[Problem to solve] Collect every line in the rows below that contains the word "jersey", and copy each one out unchanged.

Data records
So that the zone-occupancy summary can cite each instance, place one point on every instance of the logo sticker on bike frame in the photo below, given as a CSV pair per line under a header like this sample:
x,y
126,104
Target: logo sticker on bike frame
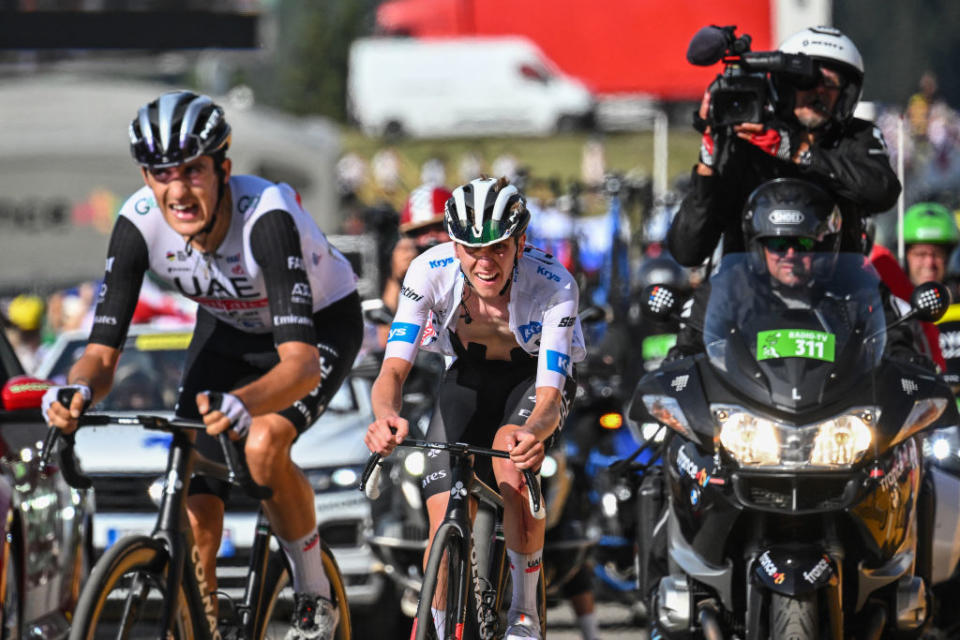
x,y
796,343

* * *

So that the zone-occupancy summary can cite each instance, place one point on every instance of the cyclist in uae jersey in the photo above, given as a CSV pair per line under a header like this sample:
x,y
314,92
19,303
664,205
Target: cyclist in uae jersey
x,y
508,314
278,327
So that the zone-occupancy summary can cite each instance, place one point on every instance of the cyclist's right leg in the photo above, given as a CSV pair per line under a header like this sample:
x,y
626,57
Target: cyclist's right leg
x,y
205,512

[Written answer]
So that the zone-occupancy summary can cite each instance, place one point on every instance of the cyclist in uae jersey in the photo above, given as a CSV pair per line under a header like this sample:
Target: cyclist in uae jersey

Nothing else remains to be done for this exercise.